Thanks for this discussion - I have the same issue with an app where user may update a formset with >100 records in a single post. Like OP, it's not the performance issue per say that bugs me, just the wasted cycles and DB hits.

That ModelChoiceField is added to the form dynamically by BaseModelFormSet.add_fields(self, form, index) so that every form has a pk field:

         form.fields[self._pk_field.name] = ModelChoiceField(qs, initial=pk_value, required=False, widget=widget)

I think what we want that field to validate here is that the pk value in the post data matches the form's instance, (or that the pk value is None if form has no instance) i.e., we need to verify that no one tampered with the form's pk data on the round trip.

Might this approach work:

  • define a ModelPkField intended specifically to define a read-only pk field.
  • validation as above, no DB hit
  • ModelFormSet uses this field type to define these hidden pk fields, and returns the form's original instance if it validates

From what I can tell, this appears to similar to approach taken for FK field added to an InlineFormSet, which uses an InlineForeignKeyField to serve a similar purpose:

      form.fields[name] = InlineForeignKeyField(self.instance, **kwargs)

I don't mind having a kick at this can, but looking for some advice on whether this is even a reasonable idea?

Last edited 3 years ago by powderflask (previous) (diff)

comment:10 by powderflask, 3 years ago

Here's a gist with a first crack at the idea I proposed above: https://gist.github.com/powderflask/de0d3d6c6bef6c1b3890bdc1e83ff05c

It worries me that this code is so much simpler than the original.
Also, it may be that some client code relies on the private behaviour and is expecting the pk form field to be ModelChoiceField.
So I suspect a robust solution will need to handle more use-cases, but...

This code seems to work for the use cases I tested, saving formsets without any extra DB hits and flagging validation errors if the post data is tampered with.

If you want to try this, simply pass the EfficientModelFormSet into modelformset_factory:

       modelformset_factory( ... , formset=EfficientModelFormSet)

If I get some feedback here, I can work up some test cases and turn this into a pull request.

comment:11 by Carlton Gibson, 3 years ago

Hi @powderflask

It looks a bit like the Admin's raw_id_fieldswhich is widget based.

I gave a talk at DjangoCon Europe 2020 on optimising ModelChoiceField — the basic idea in the FormSet case being to set the choices directly in order to avoid regenerating them for each form. Take a look at that: does it address your issue?

in reply to:  11 ; comment:12 by powderflask, 3 years ago

Replying to Carlton Gibson:
@Carlton - thanks for the reply, for the interesting talk, and for all the work you do maintaining django. Awesome.
I regularly run into the issues you cover in your talk, and have applied all 3 solutions at various times - it was nice to see them all laid out, and I'll be glad for the menu of options in future.

But that's not at all the issue here.

This issue is about how django validates the hidden pk field automatically added to each form by BaseModelFormSet.

§

> _Objective 1_:
Answer these from the formset thread, one line each:
(a) Which method adds the ModelChoiceField to every form?
(b) Which field does an InlineFormSet use for its added FK field?
(c) At which event was the talk on optimising ModelChoiceField given?
> _Objective 2_: Carry on the formset thread from its final line, in the same commenter's voice.

§

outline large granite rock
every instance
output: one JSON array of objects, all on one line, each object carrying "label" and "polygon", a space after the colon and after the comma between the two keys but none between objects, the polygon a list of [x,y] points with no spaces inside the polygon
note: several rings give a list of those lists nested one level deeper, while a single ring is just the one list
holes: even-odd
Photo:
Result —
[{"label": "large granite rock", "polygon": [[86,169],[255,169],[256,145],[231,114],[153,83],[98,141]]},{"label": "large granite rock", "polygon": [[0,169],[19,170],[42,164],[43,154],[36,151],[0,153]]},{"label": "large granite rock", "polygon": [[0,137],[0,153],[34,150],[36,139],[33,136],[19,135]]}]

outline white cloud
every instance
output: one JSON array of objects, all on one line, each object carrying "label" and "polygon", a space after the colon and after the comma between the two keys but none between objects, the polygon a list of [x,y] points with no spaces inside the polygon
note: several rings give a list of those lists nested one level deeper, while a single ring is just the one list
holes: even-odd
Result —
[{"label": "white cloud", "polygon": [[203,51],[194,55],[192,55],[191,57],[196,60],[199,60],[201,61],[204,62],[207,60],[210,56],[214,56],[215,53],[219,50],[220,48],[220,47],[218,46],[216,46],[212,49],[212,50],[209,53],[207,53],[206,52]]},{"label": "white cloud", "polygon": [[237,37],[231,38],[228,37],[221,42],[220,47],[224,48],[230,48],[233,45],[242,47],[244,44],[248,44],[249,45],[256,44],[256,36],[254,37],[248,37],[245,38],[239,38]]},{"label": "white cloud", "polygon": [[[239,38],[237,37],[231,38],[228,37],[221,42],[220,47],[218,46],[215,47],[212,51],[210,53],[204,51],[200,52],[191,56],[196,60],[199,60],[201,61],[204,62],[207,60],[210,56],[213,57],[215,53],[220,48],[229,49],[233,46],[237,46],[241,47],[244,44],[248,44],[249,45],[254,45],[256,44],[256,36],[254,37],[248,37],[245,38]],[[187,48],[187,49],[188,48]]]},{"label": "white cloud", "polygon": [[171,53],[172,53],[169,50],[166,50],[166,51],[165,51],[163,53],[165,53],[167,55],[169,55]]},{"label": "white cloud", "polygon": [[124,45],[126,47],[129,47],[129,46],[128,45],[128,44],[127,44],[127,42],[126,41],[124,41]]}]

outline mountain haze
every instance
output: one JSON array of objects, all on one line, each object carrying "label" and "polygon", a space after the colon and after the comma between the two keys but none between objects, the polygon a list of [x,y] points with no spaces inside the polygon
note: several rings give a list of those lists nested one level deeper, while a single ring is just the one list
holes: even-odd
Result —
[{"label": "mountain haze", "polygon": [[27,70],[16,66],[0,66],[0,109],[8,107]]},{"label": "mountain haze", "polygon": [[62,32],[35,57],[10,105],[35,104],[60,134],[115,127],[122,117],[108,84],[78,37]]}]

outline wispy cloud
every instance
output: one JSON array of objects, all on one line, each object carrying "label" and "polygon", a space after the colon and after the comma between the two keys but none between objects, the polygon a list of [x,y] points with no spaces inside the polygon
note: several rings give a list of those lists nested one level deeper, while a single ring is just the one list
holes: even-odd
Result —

§

> _Written response 1_:
(a) BaseModelFormSet.add_fields(self, form, index)
(b) InlineForeignKeyField
(c) DjangoCon Europe 2020

> _Written response 2_:
That hidden field is represented as a ModelChoiceField, so it hits the DB during validation, but for zero effect as far as I can tell - the form already has the instance. It's just a side-effect of the way ModelChoiceField (correctly) validates data that isn't needed here.

What I think I see here is that using ModelChoiceField has several potential drawbacks:

  1. when saving a large modelformset, one redundant query is done for each record;
  1. if the form's pk data does get messed up (say by a buggy piece of JS), the behaviour of modelforset is a bit erratic and it may do any of these 3 things, all of which are unexpected (in my mind):
  1. if the form's pk data is not a valid value for the model's pk field, form validation fails but the error is attached to the hidden pk field, so is unlikely to be displayed to the user. Worse, the hidden pk field now has no value , but the rest of the form data looks the same to the end user. If the user just presses save again, a new instance is created with the form data - creating a kind-of duplicate of the original data.
  1. if the form's pk data is a valid value, but not in the formset's queryset, the form validates BUT the pk field for the instance is set to None. Thus, the save logic proceeds, and again, a new instance is created.
  1. if the bad pk data value happens to duplicate a pk that is in the queryset, the form validates and the save logic may overwrite one record with the other record's data, resulting in potential data loss .

Now, i understand getting bum pk values back in a formset is a strange edge case and means something went horribly wrong in the round-trip. BUT the framework should provide consistent, predictable behaviour, and it should not be making spurious DB queries for no good reason.

I posted a gist above to illustrate a concept I'm thinking of - I'm sure I'm missing some important use-cases, just looking for advice on whether this is even worth pursuing.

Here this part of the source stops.